NEO SABIA QUE ESTAVA NA MATRIX?


Quero agora trocar de marcha e falar sobre como Neo descobre que está na Matriz. O filme nos leva a dizer que Neo fica sabendo (restringirei minha atenção ao sentido muito menos exigente de adquirir conhecimento comum) de algo que não sabia até então — ou seja, que a maior parte de sua vida foi passada na Matriz (como um corpo flutuando num casulo de gosma, recebendo suas experiências de um supercomputador, e assim por diante). Como Neo descobre isso — se é que descobre? 

Antes de oferecer a Neo a pílula azul e a vermelha, Morpheus lhe diz: 

"Não se pode dizer a ninguém o que é a Matriz. Você tem de vê-la por si mesmo". Ele não explica por quê, mas posso aventurar um palpite: ninguém acreditaria, se lhe contassem. Bem, deixe-me corrigir isso: as únicas pessoas que acreditariam seriam aquelas crédulas ou tolas, capazes de crer em qualquer coisa. 

Essas pessoas certamente não são exemplos paradigmais do tipo de gente que afirmaríamos possuir muito conhecimento, mesmo que façam alguma coisa certa de vez em quando. Portanto, Neo não pode saber sobre a Matriz apenas com o testemunho de Morpheus, pois seria tolo acreditar nessa história; e uma crença tola (mesmo que leve a alguma coisa certa) não é conhecimento. Para uma crença ser considerada conhecimento, deve ser justificada. Na verdade, a descrição tradicional é a de que conhecimento é uma crença verdadeira justificada. Na versão tradicional, se você acredita numa coisa, e sua crença é verdadeira, você está justificado em acreditar; então podemos afirmar corretamente que você sabe ou conhece aquela coisa. Embora muitos tenham apontado falhas nesse venerável raciocínio, pelo menos ele é correto na medida em que sua exigência de justificativa impede que crenças tolas e palpites de sorte sejam considerados conhecimento. 


Neo toma a pílula vermelha para poder enxergar "até que profundidade do buraco o coelho vai". Em poucos minutos, ele passa a ter as experiências provavelmente mais estranhas que já teve na vida; vê um espelho quebrado se consertar sozinho. Toca o espelho e este começa a cobri-lo com uma estranha substância gelatinosa, parecida com o próprio espelho. De repente, ele se vê numa espécie de invólucro de gosma cor-de-rosa com plugues e fios saindo de seus braços, pernas, costas e cabeça. Ele vê também milhões de outros invólucros. Um robô parecido com uma aranha chega voando, pega-o pelo pescoço, retira-lhe o plugue da cabeça e vai embora. Em seguida, seu invólucro é drenado e ele escorrega por um tubo, indo parar numa espécie de sujeira de esgoto, para no minuto seguinte ser içado por um enorme guindaste. Ele perde e recupera a consciência. Por fim, está suficientemente bem para fazer um passeio pela nave onde se encontra. Colocam uma espécie de plugue em sua cabeça e, de repente, ele está na "construção" — o loading program — onde Morpheus finalmente lhe conta toda a história da Matrix.

Dados fornecidos
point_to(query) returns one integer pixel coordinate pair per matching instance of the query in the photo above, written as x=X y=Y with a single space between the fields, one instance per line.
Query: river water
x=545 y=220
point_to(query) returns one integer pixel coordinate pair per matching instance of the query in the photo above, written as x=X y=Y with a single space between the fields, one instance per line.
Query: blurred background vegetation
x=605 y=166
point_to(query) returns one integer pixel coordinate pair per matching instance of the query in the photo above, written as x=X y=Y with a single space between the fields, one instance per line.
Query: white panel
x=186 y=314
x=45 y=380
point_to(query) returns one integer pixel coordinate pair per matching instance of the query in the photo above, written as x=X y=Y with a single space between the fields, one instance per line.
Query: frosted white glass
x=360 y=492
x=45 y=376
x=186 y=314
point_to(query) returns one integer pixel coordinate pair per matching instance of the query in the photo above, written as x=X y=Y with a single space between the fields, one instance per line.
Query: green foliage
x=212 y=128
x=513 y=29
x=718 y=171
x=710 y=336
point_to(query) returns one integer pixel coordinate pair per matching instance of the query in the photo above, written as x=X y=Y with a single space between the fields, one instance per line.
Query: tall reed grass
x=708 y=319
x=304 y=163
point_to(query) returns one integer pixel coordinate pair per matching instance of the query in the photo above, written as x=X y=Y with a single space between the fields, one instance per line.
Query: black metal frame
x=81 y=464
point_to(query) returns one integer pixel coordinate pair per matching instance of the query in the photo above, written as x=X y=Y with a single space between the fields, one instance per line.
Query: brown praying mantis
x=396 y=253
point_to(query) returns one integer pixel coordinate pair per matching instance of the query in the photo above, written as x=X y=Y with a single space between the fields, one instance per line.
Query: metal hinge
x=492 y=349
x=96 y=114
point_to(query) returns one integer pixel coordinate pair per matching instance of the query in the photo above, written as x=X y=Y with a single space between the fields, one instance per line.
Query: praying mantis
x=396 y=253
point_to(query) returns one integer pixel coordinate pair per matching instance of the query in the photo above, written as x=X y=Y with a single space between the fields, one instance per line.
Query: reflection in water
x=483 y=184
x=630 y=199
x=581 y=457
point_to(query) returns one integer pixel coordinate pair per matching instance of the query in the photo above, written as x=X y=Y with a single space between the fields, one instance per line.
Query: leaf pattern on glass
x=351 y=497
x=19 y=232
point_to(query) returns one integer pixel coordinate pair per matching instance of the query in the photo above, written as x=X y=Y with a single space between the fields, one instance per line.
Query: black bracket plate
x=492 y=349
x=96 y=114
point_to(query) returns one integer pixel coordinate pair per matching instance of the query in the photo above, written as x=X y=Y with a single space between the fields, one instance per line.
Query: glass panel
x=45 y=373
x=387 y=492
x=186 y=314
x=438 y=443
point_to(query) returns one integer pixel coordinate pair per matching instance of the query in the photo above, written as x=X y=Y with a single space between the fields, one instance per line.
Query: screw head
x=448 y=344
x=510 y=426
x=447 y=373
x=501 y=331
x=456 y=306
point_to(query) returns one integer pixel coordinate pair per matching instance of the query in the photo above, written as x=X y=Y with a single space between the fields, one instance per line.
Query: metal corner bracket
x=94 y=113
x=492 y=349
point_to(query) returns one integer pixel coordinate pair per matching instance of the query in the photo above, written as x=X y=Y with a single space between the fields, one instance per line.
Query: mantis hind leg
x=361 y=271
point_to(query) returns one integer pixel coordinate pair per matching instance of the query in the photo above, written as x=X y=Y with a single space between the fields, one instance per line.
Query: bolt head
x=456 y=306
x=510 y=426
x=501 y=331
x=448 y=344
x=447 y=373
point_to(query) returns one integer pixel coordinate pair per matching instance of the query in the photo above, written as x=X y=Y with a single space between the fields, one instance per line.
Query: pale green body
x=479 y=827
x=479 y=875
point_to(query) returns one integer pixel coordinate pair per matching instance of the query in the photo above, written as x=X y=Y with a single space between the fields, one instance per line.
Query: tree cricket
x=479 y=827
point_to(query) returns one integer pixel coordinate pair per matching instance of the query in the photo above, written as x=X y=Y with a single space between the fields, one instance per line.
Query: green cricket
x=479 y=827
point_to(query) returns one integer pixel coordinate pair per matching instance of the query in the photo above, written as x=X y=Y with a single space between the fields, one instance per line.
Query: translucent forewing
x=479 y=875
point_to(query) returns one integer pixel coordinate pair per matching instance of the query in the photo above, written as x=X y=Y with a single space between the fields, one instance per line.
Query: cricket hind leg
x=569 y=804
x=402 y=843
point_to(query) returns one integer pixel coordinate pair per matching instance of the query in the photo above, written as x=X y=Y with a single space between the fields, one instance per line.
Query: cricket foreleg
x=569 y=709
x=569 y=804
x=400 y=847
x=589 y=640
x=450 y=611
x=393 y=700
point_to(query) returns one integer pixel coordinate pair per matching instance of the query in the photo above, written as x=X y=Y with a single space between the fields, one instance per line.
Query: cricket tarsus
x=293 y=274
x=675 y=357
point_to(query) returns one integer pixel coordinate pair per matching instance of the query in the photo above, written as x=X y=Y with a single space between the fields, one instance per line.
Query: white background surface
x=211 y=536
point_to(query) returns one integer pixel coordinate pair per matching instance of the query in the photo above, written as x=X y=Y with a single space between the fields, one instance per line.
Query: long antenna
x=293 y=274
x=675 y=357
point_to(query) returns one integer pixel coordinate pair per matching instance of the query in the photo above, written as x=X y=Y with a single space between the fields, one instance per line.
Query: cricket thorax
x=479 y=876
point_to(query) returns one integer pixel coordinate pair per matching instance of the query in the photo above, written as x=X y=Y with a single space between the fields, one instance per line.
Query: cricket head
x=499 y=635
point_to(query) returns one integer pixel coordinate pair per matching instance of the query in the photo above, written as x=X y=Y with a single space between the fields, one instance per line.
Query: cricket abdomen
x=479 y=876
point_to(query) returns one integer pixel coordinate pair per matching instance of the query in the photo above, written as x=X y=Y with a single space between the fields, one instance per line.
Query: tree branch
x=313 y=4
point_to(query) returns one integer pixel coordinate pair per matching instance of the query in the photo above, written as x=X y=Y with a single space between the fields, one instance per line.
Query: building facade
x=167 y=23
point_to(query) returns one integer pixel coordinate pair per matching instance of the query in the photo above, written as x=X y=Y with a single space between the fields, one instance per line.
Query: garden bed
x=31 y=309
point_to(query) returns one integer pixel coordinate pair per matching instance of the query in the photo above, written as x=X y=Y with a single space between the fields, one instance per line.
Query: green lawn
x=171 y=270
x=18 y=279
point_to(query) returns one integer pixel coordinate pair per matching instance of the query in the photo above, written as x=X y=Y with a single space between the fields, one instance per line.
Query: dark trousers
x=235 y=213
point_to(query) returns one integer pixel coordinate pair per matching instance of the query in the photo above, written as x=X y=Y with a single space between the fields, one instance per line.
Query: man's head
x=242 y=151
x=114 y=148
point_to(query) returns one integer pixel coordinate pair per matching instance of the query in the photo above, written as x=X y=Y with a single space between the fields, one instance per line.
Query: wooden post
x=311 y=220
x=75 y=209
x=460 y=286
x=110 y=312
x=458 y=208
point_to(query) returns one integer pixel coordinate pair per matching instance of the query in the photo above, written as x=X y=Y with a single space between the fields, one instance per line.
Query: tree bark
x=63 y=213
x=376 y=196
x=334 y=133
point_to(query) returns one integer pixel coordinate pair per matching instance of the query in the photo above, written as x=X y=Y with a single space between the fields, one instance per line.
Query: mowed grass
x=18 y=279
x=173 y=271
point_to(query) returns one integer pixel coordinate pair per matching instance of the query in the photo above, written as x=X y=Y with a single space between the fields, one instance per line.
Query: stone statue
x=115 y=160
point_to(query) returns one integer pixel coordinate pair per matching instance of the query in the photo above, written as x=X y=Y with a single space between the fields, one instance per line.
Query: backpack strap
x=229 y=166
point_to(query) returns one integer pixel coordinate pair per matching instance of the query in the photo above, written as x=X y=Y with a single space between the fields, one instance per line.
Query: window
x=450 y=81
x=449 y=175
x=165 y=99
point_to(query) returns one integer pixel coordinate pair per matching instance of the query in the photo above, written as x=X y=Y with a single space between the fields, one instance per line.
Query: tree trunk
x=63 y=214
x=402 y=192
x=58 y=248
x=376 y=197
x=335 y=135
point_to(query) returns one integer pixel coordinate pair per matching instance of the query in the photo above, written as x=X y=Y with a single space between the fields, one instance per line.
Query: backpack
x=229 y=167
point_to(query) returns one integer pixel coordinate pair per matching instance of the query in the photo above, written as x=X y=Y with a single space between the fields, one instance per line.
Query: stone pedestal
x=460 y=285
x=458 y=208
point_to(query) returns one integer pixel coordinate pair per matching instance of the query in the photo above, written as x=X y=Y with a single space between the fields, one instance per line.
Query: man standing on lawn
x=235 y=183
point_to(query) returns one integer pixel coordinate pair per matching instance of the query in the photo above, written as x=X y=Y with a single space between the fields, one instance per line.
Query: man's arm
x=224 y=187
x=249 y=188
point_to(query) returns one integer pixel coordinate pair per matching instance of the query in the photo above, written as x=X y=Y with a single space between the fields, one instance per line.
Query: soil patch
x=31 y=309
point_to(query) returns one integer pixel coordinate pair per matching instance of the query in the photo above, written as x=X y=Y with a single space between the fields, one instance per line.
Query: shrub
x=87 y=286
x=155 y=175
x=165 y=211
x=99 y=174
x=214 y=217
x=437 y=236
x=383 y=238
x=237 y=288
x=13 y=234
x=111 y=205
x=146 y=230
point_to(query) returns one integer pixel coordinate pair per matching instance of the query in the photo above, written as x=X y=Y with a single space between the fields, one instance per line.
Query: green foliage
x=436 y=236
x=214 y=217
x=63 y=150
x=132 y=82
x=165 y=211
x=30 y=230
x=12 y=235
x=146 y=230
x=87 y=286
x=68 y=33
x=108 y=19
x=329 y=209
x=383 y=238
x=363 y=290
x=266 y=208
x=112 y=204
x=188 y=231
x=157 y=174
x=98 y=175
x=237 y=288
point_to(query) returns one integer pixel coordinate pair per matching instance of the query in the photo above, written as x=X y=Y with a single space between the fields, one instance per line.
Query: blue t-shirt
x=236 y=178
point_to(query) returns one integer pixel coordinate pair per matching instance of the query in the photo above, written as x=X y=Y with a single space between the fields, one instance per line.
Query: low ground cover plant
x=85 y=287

Tarefas
1: Responda com base no texto sobre Neo e a Matrix:
(a) Segundo Morpheus, o que não se pode dizer a ninguém?
(b) Qual é a descrição tradicional de conhecimento?
(c) Para que Neo toma a pílula vermelha?
2: Cite literalmente o trecho dos registros que começa no início deles e termina na linha que contém "x=545 y=220", com essa linha incluída.

Respostas por tarefa
1:
(a) Não se pode dizer a ninguém o que é a Matriz.
(b) Conhecimento é uma crença verdadeira justificada.
(c) Neo a toma para poder enxergar "até que profundidade do buraco o coelho vai".

2:
point_to(query) returns one integer pixel coordinate pair per matching instance of the query in the photo above, written as x=X y=Y with a single space between the fields, one instance per line.
Query: river water
x=545 y=220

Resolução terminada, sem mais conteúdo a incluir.